■ **What to do**:
Copy the material from the line with "Where can the blue banner be found here?" up to and including the line with "[[16, 313]]", requests included, and nothing beyond that range. Multiply every x and y coordinate in the answers by 2.4, rounding each result to the nearest whole number with halves rounded up.

■ **Material supplied**:
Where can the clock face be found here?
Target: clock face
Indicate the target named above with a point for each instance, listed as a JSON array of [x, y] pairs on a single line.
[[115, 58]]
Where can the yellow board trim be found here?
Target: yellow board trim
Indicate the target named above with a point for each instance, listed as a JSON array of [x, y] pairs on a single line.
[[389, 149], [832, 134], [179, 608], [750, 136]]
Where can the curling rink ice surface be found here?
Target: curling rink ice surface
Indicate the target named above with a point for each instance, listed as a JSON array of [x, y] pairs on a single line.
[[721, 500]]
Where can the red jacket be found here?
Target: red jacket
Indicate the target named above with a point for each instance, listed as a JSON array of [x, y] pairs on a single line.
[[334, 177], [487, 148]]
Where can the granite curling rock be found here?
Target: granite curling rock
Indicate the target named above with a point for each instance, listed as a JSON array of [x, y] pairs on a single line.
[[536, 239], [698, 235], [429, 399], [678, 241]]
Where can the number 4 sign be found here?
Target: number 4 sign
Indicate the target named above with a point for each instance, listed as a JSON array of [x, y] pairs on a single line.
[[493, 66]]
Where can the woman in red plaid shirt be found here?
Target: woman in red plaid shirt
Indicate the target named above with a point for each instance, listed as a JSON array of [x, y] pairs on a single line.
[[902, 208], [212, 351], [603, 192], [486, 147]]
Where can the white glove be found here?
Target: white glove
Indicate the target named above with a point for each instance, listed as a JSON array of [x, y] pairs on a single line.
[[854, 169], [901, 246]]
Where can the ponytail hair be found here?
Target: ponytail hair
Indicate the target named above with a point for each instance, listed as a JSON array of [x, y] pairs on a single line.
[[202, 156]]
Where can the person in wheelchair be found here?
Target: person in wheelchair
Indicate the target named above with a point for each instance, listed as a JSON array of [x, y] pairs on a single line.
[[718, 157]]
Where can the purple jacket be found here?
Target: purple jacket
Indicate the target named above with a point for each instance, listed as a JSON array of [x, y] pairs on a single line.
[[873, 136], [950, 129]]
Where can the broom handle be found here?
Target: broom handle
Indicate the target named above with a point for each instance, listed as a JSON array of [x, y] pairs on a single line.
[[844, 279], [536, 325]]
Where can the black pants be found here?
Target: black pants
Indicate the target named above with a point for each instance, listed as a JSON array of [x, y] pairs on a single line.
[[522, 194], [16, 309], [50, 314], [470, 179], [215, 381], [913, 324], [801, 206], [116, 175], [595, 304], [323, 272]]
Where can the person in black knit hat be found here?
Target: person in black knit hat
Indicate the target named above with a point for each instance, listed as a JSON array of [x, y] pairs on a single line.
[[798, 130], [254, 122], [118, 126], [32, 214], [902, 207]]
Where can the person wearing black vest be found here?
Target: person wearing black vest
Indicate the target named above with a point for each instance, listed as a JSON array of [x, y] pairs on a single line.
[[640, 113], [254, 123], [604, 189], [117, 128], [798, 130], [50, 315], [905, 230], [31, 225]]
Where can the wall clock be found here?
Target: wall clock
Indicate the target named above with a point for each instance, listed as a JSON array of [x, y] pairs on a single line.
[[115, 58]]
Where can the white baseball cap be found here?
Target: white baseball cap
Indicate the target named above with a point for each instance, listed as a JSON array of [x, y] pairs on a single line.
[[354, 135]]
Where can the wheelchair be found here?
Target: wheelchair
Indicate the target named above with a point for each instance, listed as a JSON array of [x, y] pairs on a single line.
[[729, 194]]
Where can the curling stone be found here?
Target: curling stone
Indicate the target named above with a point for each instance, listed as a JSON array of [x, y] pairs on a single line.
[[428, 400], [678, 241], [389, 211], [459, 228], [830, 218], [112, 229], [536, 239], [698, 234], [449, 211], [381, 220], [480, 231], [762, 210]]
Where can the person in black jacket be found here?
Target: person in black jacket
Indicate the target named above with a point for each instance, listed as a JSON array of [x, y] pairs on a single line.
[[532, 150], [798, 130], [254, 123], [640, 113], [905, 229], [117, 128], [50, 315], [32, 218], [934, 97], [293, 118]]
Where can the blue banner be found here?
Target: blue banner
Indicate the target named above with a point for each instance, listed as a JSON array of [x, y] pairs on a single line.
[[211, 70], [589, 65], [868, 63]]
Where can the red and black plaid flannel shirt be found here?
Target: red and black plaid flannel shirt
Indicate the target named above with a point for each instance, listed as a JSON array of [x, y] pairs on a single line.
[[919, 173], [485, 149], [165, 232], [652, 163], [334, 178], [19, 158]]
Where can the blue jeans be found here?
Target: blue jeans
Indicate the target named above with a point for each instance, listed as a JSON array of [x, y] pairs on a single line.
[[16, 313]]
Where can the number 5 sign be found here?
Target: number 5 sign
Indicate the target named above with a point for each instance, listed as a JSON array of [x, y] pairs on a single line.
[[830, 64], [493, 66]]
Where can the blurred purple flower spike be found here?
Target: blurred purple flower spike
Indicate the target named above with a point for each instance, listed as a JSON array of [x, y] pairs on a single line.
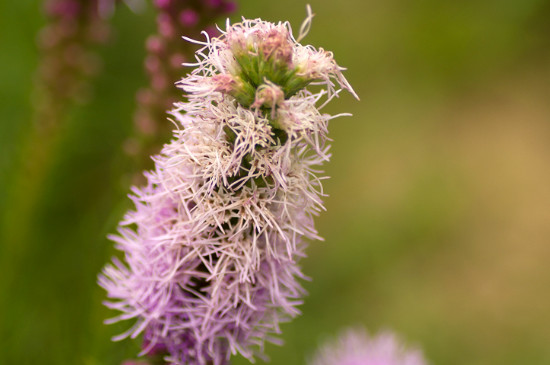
[[356, 347], [213, 244]]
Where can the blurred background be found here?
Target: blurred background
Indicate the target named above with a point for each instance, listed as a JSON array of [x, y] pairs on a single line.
[[438, 219]]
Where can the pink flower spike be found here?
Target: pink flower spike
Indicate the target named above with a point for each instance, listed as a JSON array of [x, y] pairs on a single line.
[[189, 18]]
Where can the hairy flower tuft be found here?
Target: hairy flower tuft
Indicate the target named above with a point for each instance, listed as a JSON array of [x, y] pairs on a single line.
[[213, 244], [356, 347]]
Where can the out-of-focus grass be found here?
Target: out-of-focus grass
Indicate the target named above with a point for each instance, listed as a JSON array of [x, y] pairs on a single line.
[[437, 223]]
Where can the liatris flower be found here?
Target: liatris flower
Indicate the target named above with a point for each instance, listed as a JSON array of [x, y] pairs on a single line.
[[213, 245], [166, 52], [356, 347], [68, 60]]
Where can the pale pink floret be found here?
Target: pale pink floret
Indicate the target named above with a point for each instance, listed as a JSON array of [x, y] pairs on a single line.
[[213, 244], [356, 347]]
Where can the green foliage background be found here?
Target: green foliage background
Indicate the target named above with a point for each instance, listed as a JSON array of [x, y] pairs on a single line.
[[438, 220]]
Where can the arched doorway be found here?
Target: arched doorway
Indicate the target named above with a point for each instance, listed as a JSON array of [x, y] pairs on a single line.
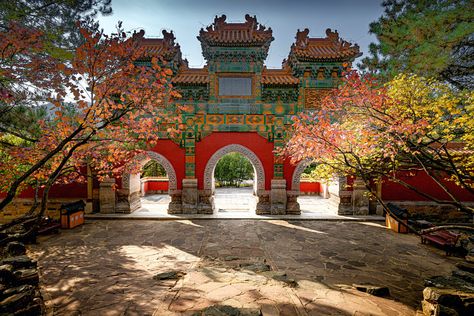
[[133, 188], [308, 195], [209, 180], [234, 178]]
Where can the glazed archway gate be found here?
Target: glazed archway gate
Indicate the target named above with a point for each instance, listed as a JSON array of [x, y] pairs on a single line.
[[206, 196], [235, 103]]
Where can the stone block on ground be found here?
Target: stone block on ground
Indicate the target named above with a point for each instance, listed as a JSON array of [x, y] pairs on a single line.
[[283, 277], [256, 267], [439, 301], [26, 276], [450, 282], [19, 262], [373, 289], [169, 275], [466, 266], [226, 310], [15, 248]]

■ **Finished task**:
Where can the blue banner be found here?
Target: blue banner
Indicate the target named above with a point for each instance, listed as a JSON array of [x, y] pairs on a single line.
[[506, 168], [1414, 156], [2083, 151]]
Where can the red and black plaid flannel shirt be found here?
Target: red and black plaid flannel shirt
Indicate the target named above with a point for each instance, listed as a JSON array of [x, y] pairs on a single line.
[[2206, 415], [1164, 358], [396, 557], [1565, 391], [802, 427], [46, 379]]
Where can the blue jeans be found here?
Target: blue jeans
Indicate the target named above with a point for each instance, listed as a JSON array of [x, y] pairs on a single line.
[[38, 751]]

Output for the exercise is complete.